Tâche 1: Indiquez si chacune des affirmations suivantes concorde avec le texte sur la fable d’Icare, en répondant par oui ou par non et en citant à l’identique les mots du texte qui tranchent : (a) Dédale fabrique les ailes avec des plumes et de la cire ; (b) Dédale conseille à Icare de voler près de l’eau ; (c) la capitalisation boursière de l’indice S&P 500 divisée par le PIB des États-Unis atteint son plus haut niveau depuis janvier 2000.
Tâche 2: Recopiez le passage du texte sur la fable d’Icare qui commence par « Examinez les différents » et se termine par « d’un possible repli. ».
Tâche 3: Traduisez en anglais la phrase suivante, tirée du texte sur la fable d’Icare : « Il n’existe aucune méthode qui puisse parfaitement mesurer les valorisations boursières. »

Texte de la page:

———

La fable d’Icare

Je n’ai jamais vraiment su si la morale du mythe d’Icare est uniquement celle qui est généralement reconnue : “N’essayez pas de voler trop haut”. Ne pourrait-elle pas vouloir dire : “Oubliez la cire et les plumes et trouvez mieux pour les ailes”?

― Stanley Kubrick

Tirée de la mythologie grecque, l’histoire d’Icare se veut une mise en garde contre l’orgueil démesuré et l’arrogance. Dédale, père d’Icare et maître artisan, fabrique des ailes avec des plumes et de la cire pour que lui et son fils puissent s’échapper de Minos, le roi de Crête. Dédale dit à Icare de le suivre en vol et de ne pas s’approcher trop près de l’eau ni du soleil. Enivré par son nouveau pouvoir, Icare ne porte pas attention et finit par voler trop près du soleil, qui fait alors fondre ses ailes. Il continue d’agiter les bras, mais, dépouillé de ses plumes, il s’écrase dans la mer.

Un accord commercial de phase 1 vient tout juste d’être signé, les données à l’échelle mondiale donnent à penser que l’économie se stabilise peut-être (reste à voir s’il y aura une reprise) et les valorisations de l’indice S&P 500 semblent refléter cette conjoncture optimale. Comme nous l’avons décrit dans notre commentaire, le rendement inscrit par les actions américaines en 2019 est principalement attribuable à l’évolution du ratio cours/bénéfice, et nous sommes d’avis que les valorisations actuelles ne sont pas nécessairement appuyées par les paramètres fondamentaux sous-jacents et les prévisions. 

Il n’existe aucune méthode qui puisse parfaitement mesurer les valorisations boursières. Et peu importe la mesure choisie, il semble toujours y avoir un retour à la moyenne. On parle ici de simples ratios à deux nombres, le premier étant un numérateur, et le second, un dénominateur. Ces ratios peuvent se normaliser d’une ou deux façons : soit le numérateur baisse, soit le dénominateur augmente. 

Examinez les différents ratios – cours/valeur comptable, cours/chiffre d’affaires, cours/flux de trésorerie, cours/bénéfice, capitalisation boursière/PIB : tous vous diront la même chose, soit que le S&P 500 s’approche des sommets atteints ces 20 dernières années. C’est là le signe d’un possible repli.

Le graphique montre les ratios cours/valeur comptable et cours/chiffre d’affaires de l’indice S&P 500 depuis janvier 2000. Ces deux mesures ont augmenté, mais n’ont pas dépassé leur moyenne pour la période.
Le graphique montre les ratios cours/flux de trésorerie et cours/bénéfice de l’indice S&P 500 depuis janvier 2000. Ces deux mesures ont augmenté, mais n’ont pas dépassé leur moyenne pour la période.
Le graphique montre la capitalisation boursière de l’indice S&P 500 divisée par le PIB des États-Unis, depuis janvier 2000 (base 100). Cette mesure est maintenant à son plus haut niveau depuis janvier 2000.

———

Extraits des données:
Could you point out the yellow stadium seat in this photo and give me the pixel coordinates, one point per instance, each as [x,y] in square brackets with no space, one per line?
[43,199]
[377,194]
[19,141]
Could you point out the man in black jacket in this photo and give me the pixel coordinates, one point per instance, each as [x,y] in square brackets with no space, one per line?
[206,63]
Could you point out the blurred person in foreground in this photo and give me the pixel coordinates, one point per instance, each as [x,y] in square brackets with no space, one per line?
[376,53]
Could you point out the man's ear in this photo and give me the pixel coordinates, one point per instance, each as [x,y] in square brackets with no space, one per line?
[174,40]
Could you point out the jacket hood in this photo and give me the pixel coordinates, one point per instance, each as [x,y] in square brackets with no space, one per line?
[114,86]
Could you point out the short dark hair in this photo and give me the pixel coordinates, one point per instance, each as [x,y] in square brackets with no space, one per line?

———

Réponse finale 1:
(a) Oui : « fabrique des ailes avec des plumes et de la cire ».
(b) Non : « de ne pas s’approcher trop près de l’eau ni du soleil ».
(c) Oui : « Cette mesure est maintenant à son plus haut niveau depuis janvier 2000. »

Réponse finale 2:
Examinez les différents ratios – cours/valeur comptable, cours/chiffre d’affaires, cours/flux de trésorerie, cours/bénéfice, capitalisation boursière/PIB : tous vous diront la même chose, soit que le S&P 500 s’approche des sommets atteints ces 20 dernières années. C’est là le signe d’un possible repli.

Réponse finale 3: There is no method that can perfectly measure stock market valuations.